**** Texte fourni ****

Etienne, Ariane

Description
Identification
Type d’entité:Personne
Forme(s) autorisée(s) du nom:Etienne, Ariane
Formes parallèles du nom:Ariane Etienne
Description
Dates d’existence:1935-2010
Histoire:Ariane Etienne est née le 18 avril 1935 à Berne, elle est originaire de Tramelan, dans le Jura bernois. Elle fait son gymnase à Berne, et passe sa maturité classique latin-grec à Lausanne.
En 1955-56, Ariane Etienne fait des études de psychologie et de philosophie à l'Université de Munich, et en 1956-59, elle poursuit ses études à l'institut des Sciences de l'Education à Genève ; elle obtient une licence en sciences de l'éducation, mention psychologie.
Dès 1958, elle est assistante de Jean Piaget, le célèbre psychologue du développement, auteur d'innombrables études sur l'ontogenèse des connaissances chez l'enfant, et de Bärbel Inhelder, la collaboratrice principale de Piaget. Elle participe à des travaux de recherche chez l'enfant, qui seront publiés dans un ouvrage collectif (L'image mentale chez l'enfant) dont les auteurs principaux sont, justement, Piaget et Inhelder.
Au cours des mêmes années, elle collabore pour des recherches ou des travaux pratiques avec des grands noms de l'époque, notamment Julian de Ajuriaguerra en neuropsychiatrie, et Jean Posternak en physiologie.
Cependant, sa vocation profonde est déjà d'étudier l'animal. Elle prend contact avec l'institut le plus prestigieux d'étude du comportement animal, le Max Planck Institut für Verhaltensphysiologie à Seewiesen (Allemagne), créé en 1954 sous l'impulsion d'Erich von Holst et de Konrad Lorenz ; ce dernier est un des pères fondateurs de l'éthologie (Nobel 1973). Afin d'assurer ses chances, elle choisit, pour se perfectionner, d'aller passer une année (1960-1961) comme assistante en neurophysiologie expérimentale à l'Université de Michigan (USA), à Ann Arbor.
En 1961, elle est acceptée au Max Planck, et elle y travaille d'abord avec Konrad Lorenz lui-même. Alors qu'elle est boursière du Fonds National Suisse, ses premières études portent sur le comportement des Anatidés (l'ordre d'oiseaux qui comprend les canards, les oies, les cygnes): elle étudie l'ontogenèse (le développement) des mouvements instinctifs chez les jeunes oies; puis l'influence des hormones sexuelles chez le canard colvert. Lorenz déjà, dans une lettre adressée en 1961 à Jean Posternak, remarque que le tempérament très actif d'Ariane Etienne ne lui réussit pas bien pour ce qui est de la simple observation du comportement, mais qu'elle est excellente quand il s'agit de tester une hypothèse par l'expérimentation. Ensuite, des déboires expérimentaux la mènent à changer de direction pour son doctorat et à abandonner les canards. Elle travaille un moment avec Erich von Holst (pour lequel elle aura toujours une grande admiration), puis, à la mort de von Holst en 1962, avec le zoologiste Horst Mittelstaedt. Sa recherche de doctorat, commencée en 1963 chez celui-ci, concerne l'étude de la perception visuelle de la proie chez les larves de libellule; pour cette recherche, elle obtient une bourse de la société Max Planck.

**** Support de travail ****

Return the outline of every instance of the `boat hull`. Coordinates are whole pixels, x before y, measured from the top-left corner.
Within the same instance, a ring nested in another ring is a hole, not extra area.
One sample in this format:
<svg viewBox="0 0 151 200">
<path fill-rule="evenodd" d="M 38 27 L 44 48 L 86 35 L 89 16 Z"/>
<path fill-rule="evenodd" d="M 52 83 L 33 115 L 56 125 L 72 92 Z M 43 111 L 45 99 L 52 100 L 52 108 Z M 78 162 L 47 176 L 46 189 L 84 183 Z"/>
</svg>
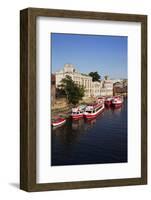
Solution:
<svg viewBox="0 0 151 200">
<path fill-rule="evenodd" d="M 95 118 L 95 117 L 97 117 L 100 113 L 102 113 L 104 111 L 104 106 L 102 106 L 102 108 L 100 108 L 100 110 L 98 110 L 96 113 L 90 113 L 90 114 L 88 114 L 88 113 L 84 113 L 84 117 L 86 118 L 86 119 L 92 119 L 92 118 Z"/>
<path fill-rule="evenodd" d="M 66 120 L 63 120 L 63 121 L 61 121 L 61 122 L 53 122 L 53 123 L 52 123 L 52 126 L 53 126 L 53 127 L 55 127 L 55 126 L 60 126 L 60 125 L 64 124 L 65 122 L 66 122 Z"/>
</svg>

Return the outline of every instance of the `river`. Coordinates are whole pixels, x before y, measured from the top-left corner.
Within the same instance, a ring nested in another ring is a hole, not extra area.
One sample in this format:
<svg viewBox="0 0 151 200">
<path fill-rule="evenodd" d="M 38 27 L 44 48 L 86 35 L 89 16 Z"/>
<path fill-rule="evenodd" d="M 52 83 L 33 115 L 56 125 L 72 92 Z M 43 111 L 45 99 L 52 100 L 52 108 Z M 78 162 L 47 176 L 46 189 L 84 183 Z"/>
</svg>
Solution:
<svg viewBox="0 0 151 200">
<path fill-rule="evenodd" d="M 93 120 L 68 119 L 51 129 L 51 165 L 127 162 L 127 98 Z"/>
</svg>

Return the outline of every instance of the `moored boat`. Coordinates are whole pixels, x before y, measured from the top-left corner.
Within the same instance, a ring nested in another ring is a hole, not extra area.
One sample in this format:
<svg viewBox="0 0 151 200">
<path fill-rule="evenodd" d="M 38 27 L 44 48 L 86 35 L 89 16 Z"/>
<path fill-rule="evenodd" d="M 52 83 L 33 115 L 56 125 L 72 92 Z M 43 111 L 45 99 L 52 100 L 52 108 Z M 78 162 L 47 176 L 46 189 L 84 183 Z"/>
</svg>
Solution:
<svg viewBox="0 0 151 200">
<path fill-rule="evenodd" d="M 91 119 L 99 115 L 104 110 L 104 103 L 94 103 L 86 107 L 84 112 L 84 117 L 86 119 Z"/>
<path fill-rule="evenodd" d="M 65 118 L 62 118 L 62 117 L 58 117 L 56 119 L 52 119 L 52 126 L 55 127 L 55 126 L 59 126 L 59 125 L 62 125 L 66 122 L 66 119 Z"/>
<path fill-rule="evenodd" d="M 112 104 L 113 97 L 107 97 L 104 101 L 105 106 L 109 107 Z"/>
<path fill-rule="evenodd" d="M 72 114 L 71 114 L 72 119 L 82 118 L 85 108 L 86 108 L 86 105 L 80 105 L 76 108 L 72 108 Z"/>
<path fill-rule="evenodd" d="M 120 107 L 122 103 L 123 103 L 123 96 L 114 97 L 114 99 L 112 100 L 112 106 L 114 108 Z"/>
</svg>

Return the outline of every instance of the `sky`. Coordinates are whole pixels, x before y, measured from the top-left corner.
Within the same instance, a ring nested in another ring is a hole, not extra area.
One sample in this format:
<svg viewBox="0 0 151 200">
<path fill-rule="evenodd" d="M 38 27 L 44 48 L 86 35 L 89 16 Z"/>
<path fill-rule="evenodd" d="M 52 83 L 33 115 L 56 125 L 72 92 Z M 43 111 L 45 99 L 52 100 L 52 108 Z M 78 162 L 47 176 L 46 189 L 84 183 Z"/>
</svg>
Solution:
<svg viewBox="0 0 151 200">
<path fill-rule="evenodd" d="M 127 36 L 51 33 L 52 72 L 71 63 L 81 72 L 101 78 L 127 78 Z"/>
</svg>

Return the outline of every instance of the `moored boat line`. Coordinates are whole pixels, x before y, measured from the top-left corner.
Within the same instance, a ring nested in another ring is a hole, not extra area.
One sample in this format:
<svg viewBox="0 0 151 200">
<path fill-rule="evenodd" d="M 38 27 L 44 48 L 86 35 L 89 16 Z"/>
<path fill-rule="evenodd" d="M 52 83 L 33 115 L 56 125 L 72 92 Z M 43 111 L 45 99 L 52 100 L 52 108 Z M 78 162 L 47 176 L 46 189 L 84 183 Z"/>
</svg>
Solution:
<svg viewBox="0 0 151 200">
<path fill-rule="evenodd" d="M 103 112 L 103 110 L 104 110 L 104 103 L 96 103 L 94 105 L 89 105 L 85 109 L 84 117 L 86 119 L 95 118 L 98 114 Z"/>
<path fill-rule="evenodd" d="M 72 108 L 72 119 L 80 119 L 83 117 L 83 113 L 85 111 L 86 105 L 80 105 L 76 108 Z"/>
<path fill-rule="evenodd" d="M 114 97 L 114 99 L 112 100 L 112 106 L 113 107 L 120 107 L 123 103 L 123 97 L 122 96 L 117 96 Z"/>
<path fill-rule="evenodd" d="M 81 104 L 75 108 L 72 108 L 70 116 L 73 120 L 78 120 L 81 118 L 94 119 L 104 111 L 105 106 L 119 108 L 122 106 L 123 101 L 123 96 L 98 97 L 95 103 L 88 105 Z M 53 127 L 60 127 L 65 123 L 66 117 L 58 116 L 52 120 L 51 124 Z"/>
<path fill-rule="evenodd" d="M 60 126 L 60 125 L 64 124 L 65 122 L 66 122 L 65 118 L 58 117 L 58 118 L 52 120 L 52 126 L 53 127 Z"/>
</svg>

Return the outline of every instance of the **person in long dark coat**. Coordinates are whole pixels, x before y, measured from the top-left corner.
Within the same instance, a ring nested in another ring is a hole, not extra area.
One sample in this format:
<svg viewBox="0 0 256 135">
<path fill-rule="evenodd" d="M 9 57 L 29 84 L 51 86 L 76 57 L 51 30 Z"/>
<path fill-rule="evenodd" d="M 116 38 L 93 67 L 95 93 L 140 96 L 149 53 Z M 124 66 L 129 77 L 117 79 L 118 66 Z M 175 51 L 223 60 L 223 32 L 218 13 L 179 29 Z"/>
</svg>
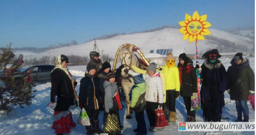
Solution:
<svg viewBox="0 0 256 135">
<path fill-rule="evenodd" d="M 85 76 L 80 81 L 80 107 L 85 108 L 92 124 L 92 130 L 90 125 L 85 126 L 86 134 L 90 135 L 93 135 L 93 132 L 102 133 L 99 128 L 98 117 L 103 94 L 100 90 L 100 78 L 95 74 L 96 69 L 95 64 L 88 64 Z"/>
<path fill-rule="evenodd" d="M 183 97 L 188 115 L 185 122 L 195 122 L 195 110 L 190 110 L 191 96 L 198 96 L 196 70 L 193 66 L 192 60 L 187 57 L 185 53 L 180 54 L 179 60 L 178 68 L 180 82 L 180 94 Z"/>
<path fill-rule="evenodd" d="M 203 55 L 207 59 L 201 66 L 201 107 L 206 122 L 221 122 L 222 108 L 225 105 L 224 92 L 227 83 L 227 71 L 218 59 L 221 57 L 216 49 Z"/>
<path fill-rule="evenodd" d="M 230 63 L 227 71 L 228 92 L 230 100 L 235 101 L 237 119 L 235 122 L 249 122 L 249 109 L 247 105 L 249 94 L 254 95 L 255 75 L 250 67 L 249 60 L 243 58 L 243 54 L 237 53 Z"/>
<path fill-rule="evenodd" d="M 76 126 L 73 121 L 71 112 L 71 110 L 76 106 L 74 104 L 72 75 L 67 68 L 68 62 L 66 56 L 61 54 L 58 56 L 55 62 L 56 67 L 50 75 L 52 86 L 50 104 L 57 103 L 52 128 L 56 130 L 58 135 L 69 133 L 71 127 Z"/>
</svg>

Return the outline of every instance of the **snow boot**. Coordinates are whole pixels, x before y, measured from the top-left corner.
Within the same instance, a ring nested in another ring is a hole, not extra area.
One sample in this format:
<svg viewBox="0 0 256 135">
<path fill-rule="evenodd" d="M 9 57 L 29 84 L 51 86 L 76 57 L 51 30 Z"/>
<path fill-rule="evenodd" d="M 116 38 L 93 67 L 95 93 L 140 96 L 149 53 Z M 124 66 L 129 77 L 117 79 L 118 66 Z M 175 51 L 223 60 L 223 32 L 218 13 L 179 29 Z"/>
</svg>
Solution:
<svg viewBox="0 0 256 135">
<path fill-rule="evenodd" d="M 135 133 L 138 133 L 138 128 L 134 129 L 133 130 L 133 132 L 135 132 Z"/>
<path fill-rule="evenodd" d="M 102 133 L 103 132 L 100 129 L 99 127 L 99 122 L 98 120 L 95 121 L 92 121 L 92 132 L 97 133 L 98 134 Z"/>
<path fill-rule="evenodd" d="M 92 132 L 92 127 L 91 126 L 85 126 L 85 129 L 86 129 L 86 134 L 88 135 L 94 135 L 93 133 Z"/>
<path fill-rule="evenodd" d="M 154 128 L 152 129 L 152 130 L 151 130 L 151 131 L 153 132 L 158 132 L 159 131 L 161 131 L 163 130 L 163 128 Z"/>
<path fill-rule="evenodd" d="M 244 115 L 244 122 L 249 122 L 249 116 Z"/>
<path fill-rule="evenodd" d="M 177 117 L 176 116 L 176 112 L 170 111 L 169 113 L 169 122 L 168 124 L 169 126 L 176 124 L 176 120 Z"/>
<path fill-rule="evenodd" d="M 237 114 L 237 120 L 236 120 L 235 122 L 242 122 L 242 113 Z"/>
<path fill-rule="evenodd" d="M 191 118 L 190 118 L 190 120 L 189 120 L 189 122 L 196 122 L 195 118 L 191 117 Z"/>
<path fill-rule="evenodd" d="M 188 118 L 187 118 L 187 120 L 186 120 L 186 121 L 185 122 L 189 122 L 189 121 L 190 120 L 190 119 L 191 119 L 191 116 L 188 116 Z"/>
</svg>

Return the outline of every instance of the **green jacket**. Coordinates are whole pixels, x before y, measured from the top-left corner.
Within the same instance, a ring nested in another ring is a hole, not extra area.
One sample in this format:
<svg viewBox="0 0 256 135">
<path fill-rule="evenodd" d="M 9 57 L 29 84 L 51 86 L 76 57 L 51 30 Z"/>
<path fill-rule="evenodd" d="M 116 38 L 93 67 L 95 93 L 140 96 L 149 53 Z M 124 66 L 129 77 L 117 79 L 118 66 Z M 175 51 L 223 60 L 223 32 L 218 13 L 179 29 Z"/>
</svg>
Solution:
<svg viewBox="0 0 256 135">
<path fill-rule="evenodd" d="M 132 90 L 130 106 L 135 111 L 143 111 L 146 107 L 146 84 L 143 82 L 135 86 L 136 87 Z"/>
<path fill-rule="evenodd" d="M 227 76 L 230 100 L 248 100 L 249 91 L 255 91 L 255 75 L 249 61 L 244 59 L 242 63 L 237 65 L 233 59 L 230 63 Z"/>
</svg>

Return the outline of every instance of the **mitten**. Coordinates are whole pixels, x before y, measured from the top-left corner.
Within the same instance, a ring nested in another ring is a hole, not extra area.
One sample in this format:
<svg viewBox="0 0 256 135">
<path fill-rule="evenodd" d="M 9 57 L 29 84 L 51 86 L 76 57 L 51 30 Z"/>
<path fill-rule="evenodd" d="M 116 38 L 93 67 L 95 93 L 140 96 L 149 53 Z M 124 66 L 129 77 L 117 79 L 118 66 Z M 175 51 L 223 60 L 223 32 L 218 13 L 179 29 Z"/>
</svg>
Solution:
<svg viewBox="0 0 256 135">
<path fill-rule="evenodd" d="M 125 69 L 124 70 L 124 72 L 125 72 L 126 74 L 128 74 L 128 73 L 129 73 L 129 69 Z"/>
<path fill-rule="evenodd" d="M 228 89 L 227 90 L 227 91 L 228 91 L 228 93 L 229 94 L 230 94 L 230 89 Z"/>
<path fill-rule="evenodd" d="M 114 113 L 114 110 L 112 108 L 109 109 L 109 113 L 112 115 Z"/>
<path fill-rule="evenodd" d="M 158 105 L 159 105 L 160 107 L 162 107 L 163 108 L 163 106 L 164 106 L 164 103 L 158 103 Z"/>
<path fill-rule="evenodd" d="M 176 99 L 178 100 L 179 99 L 179 96 L 180 96 L 180 91 L 175 91 L 175 96 Z"/>
<path fill-rule="evenodd" d="M 254 96 L 255 95 L 255 91 L 249 91 L 249 93 L 252 96 Z"/>
</svg>

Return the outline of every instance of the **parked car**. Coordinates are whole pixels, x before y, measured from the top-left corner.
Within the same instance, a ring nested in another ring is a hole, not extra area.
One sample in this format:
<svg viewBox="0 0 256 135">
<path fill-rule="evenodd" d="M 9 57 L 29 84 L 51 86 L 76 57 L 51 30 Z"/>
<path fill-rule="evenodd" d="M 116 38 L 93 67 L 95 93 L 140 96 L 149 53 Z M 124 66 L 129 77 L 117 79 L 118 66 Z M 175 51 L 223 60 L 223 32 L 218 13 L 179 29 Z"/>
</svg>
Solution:
<svg viewBox="0 0 256 135">
<path fill-rule="evenodd" d="M 50 74 L 55 66 L 51 65 L 35 65 L 33 67 L 22 70 L 21 74 L 17 74 L 14 77 L 16 79 L 19 79 L 25 76 L 26 73 L 33 68 L 33 71 L 30 73 L 30 78 L 33 82 L 47 82 L 51 81 Z"/>
</svg>

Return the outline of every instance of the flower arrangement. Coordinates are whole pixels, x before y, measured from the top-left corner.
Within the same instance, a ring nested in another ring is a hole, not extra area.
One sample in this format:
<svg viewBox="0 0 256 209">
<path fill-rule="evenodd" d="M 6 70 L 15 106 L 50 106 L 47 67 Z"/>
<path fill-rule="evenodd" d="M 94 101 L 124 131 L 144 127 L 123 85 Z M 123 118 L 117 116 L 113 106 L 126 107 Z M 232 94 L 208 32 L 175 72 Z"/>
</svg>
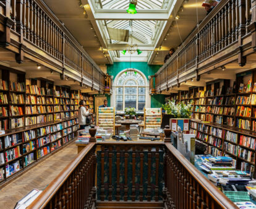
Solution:
<svg viewBox="0 0 256 209">
<path fill-rule="evenodd" d="M 167 114 L 171 114 L 174 118 L 190 118 L 192 111 L 192 104 L 185 105 L 179 102 L 176 105 L 174 100 L 170 100 L 163 105 L 163 108 Z"/>
<path fill-rule="evenodd" d="M 136 114 L 136 109 L 134 108 L 126 108 L 124 109 L 124 112 L 126 114 L 129 114 L 130 116 L 133 116 Z"/>
</svg>

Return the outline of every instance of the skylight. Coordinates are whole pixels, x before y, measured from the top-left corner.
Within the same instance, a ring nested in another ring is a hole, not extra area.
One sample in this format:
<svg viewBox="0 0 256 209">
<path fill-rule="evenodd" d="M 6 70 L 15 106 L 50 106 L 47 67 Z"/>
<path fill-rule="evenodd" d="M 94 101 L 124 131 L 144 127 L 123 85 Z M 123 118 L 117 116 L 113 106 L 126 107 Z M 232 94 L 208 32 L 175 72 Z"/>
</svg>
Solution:
<svg viewBox="0 0 256 209">
<path fill-rule="evenodd" d="M 137 9 L 158 9 L 163 6 L 163 0 L 140 0 L 136 6 Z M 130 0 L 101 0 L 103 9 L 126 9 Z"/>
</svg>

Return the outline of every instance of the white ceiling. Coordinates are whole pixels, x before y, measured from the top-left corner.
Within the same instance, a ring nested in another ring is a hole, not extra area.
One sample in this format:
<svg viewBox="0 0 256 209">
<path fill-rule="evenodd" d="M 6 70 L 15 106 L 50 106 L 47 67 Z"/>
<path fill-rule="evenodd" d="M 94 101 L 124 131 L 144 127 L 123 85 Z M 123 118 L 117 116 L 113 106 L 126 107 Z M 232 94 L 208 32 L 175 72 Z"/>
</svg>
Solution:
<svg viewBox="0 0 256 209">
<path fill-rule="evenodd" d="M 127 14 L 129 0 L 44 1 L 99 64 L 131 59 L 163 64 L 168 49 L 177 48 L 206 15 L 197 0 L 138 0 L 136 14 Z M 106 26 L 129 30 L 133 43 L 143 53 L 120 54 L 129 48 L 131 38 L 128 43 L 109 41 Z"/>
</svg>

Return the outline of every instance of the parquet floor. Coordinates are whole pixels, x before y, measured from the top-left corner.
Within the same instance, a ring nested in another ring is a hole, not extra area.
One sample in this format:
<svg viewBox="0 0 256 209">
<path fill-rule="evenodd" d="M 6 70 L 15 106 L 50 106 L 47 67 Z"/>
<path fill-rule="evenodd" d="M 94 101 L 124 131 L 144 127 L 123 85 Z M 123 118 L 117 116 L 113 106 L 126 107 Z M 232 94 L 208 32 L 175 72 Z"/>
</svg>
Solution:
<svg viewBox="0 0 256 209">
<path fill-rule="evenodd" d="M 40 163 L 0 190 L 0 208 L 12 209 L 33 189 L 42 190 L 73 160 L 77 147 L 72 143 Z"/>
</svg>

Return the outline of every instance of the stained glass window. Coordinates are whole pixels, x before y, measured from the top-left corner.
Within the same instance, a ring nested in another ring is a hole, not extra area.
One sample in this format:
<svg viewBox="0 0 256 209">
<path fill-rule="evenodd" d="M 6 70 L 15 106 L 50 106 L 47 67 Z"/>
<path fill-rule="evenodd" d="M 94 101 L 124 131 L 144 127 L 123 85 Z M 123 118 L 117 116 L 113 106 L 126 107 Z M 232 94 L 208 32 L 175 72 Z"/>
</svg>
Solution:
<svg viewBox="0 0 256 209">
<path fill-rule="evenodd" d="M 117 78 L 116 83 L 116 110 L 123 111 L 131 107 L 143 111 L 146 103 L 146 87 L 142 75 L 129 70 Z"/>
</svg>

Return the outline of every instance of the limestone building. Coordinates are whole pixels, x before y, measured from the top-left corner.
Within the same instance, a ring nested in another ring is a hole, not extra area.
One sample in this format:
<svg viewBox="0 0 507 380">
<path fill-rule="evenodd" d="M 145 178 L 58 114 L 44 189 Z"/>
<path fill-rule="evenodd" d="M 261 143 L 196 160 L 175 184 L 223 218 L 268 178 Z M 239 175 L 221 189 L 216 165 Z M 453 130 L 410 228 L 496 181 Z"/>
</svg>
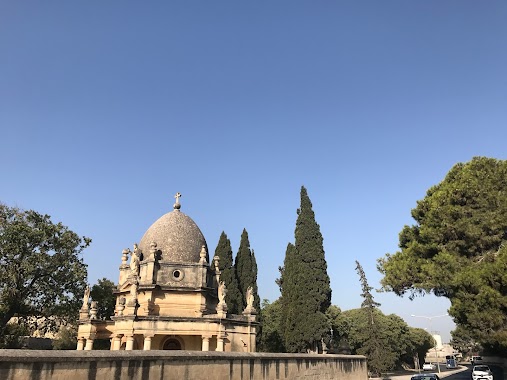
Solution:
<svg viewBox="0 0 507 380">
<path fill-rule="evenodd" d="M 258 322 L 252 291 L 242 315 L 227 313 L 219 258 L 210 262 L 201 230 L 180 211 L 180 196 L 133 251 L 123 250 L 111 321 L 97 319 L 97 304 L 89 304 L 87 289 L 78 350 L 92 350 L 94 340 L 110 339 L 111 350 L 255 352 Z"/>
</svg>

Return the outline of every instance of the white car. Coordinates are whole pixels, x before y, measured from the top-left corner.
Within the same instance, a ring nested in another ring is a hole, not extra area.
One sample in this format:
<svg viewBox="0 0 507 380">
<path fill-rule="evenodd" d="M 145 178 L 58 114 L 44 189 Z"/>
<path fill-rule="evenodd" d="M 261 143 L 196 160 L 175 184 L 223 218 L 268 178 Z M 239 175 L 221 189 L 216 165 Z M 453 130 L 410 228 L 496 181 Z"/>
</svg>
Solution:
<svg viewBox="0 0 507 380">
<path fill-rule="evenodd" d="M 423 371 L 434 371 L 436 369 L 437 369 L 437 366 L 433 363 L 424 363 L 423 364 Z"/>
<path fill-rule="evenodd" d="M 493 373 L 487 365 L 476 365 L 472 369 L 472 380 L 493 380 Z"/>
</svg>

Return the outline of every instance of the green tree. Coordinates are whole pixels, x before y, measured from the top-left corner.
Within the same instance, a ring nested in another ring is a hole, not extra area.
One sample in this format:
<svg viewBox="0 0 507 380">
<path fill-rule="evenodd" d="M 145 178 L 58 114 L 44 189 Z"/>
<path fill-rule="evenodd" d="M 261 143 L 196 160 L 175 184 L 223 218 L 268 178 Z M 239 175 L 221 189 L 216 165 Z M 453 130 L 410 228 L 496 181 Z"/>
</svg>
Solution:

****

Consigne = Veuillez recopier le texte sur Ariane Etienne de « Dès 1958, elle » à « Piaget et Inhelder. » en remplaçant « ouvrage » par « livre ».

Résultat obtenu =
Dès 1958, elle est assistante de Jean Piaget, le célèbre psychologue du développement, auteur d'innombrables études sur l'ontogenèse des connaissances chez l'enfant, et de Bärbel Inhelder, la collaboratrice principale de Piaget. Elle participe à des travaux de recherche chez l'enfant, qui seront publiés dans un livre collectif (L'image mentale chez l'enfant) dont les auteurs principaux sont, justement, Piaget et Inhelder.